**GOAL**
Pull out every line in the items below that contains the word "bomber", and copy each of those lines in full.

**MATERIAL PROVIDED**
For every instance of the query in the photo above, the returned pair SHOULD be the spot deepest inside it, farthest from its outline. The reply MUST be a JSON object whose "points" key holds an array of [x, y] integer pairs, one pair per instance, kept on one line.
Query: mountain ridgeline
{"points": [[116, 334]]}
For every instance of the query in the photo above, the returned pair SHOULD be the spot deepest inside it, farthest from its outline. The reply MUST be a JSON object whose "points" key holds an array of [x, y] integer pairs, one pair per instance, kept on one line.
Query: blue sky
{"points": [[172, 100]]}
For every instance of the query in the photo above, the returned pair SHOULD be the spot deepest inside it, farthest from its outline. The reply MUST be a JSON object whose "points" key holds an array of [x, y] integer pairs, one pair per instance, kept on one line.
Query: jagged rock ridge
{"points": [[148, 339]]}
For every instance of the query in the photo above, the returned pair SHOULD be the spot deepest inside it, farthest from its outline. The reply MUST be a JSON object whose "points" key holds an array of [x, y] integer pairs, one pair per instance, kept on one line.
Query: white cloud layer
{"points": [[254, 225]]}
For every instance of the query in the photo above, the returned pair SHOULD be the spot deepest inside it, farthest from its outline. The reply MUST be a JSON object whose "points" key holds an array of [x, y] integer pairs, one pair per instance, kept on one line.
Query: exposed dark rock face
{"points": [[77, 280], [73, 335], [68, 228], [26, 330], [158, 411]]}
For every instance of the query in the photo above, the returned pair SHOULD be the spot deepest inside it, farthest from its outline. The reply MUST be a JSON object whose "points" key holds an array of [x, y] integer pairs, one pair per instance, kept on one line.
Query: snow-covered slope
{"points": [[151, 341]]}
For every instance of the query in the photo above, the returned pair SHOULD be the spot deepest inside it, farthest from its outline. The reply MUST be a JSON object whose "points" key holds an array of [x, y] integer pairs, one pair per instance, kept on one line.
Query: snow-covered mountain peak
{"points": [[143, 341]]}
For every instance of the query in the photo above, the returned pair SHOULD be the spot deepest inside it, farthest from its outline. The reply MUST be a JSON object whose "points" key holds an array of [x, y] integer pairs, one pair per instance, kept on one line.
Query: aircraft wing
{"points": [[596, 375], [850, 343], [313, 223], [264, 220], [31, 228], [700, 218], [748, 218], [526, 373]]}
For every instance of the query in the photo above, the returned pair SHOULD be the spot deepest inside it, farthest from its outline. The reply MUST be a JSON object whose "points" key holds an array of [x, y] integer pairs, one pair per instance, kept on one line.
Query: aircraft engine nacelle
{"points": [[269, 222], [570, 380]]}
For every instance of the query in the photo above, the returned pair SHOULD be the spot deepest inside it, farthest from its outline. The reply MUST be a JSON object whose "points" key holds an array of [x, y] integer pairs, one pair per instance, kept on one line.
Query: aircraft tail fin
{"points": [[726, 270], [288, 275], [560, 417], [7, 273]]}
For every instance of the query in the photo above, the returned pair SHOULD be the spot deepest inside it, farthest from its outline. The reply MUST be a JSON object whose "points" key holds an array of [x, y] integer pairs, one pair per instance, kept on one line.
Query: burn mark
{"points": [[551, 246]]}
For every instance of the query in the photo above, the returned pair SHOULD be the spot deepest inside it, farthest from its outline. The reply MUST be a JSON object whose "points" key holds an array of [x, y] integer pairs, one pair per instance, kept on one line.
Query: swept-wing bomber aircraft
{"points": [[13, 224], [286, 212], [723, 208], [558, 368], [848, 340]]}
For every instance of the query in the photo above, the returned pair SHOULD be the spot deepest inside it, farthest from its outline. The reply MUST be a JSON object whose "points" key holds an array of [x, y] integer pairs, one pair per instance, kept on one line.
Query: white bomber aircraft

**FULL ANSWER**
Query: swept-wing bomber aircraft
Query: white bomber aircraft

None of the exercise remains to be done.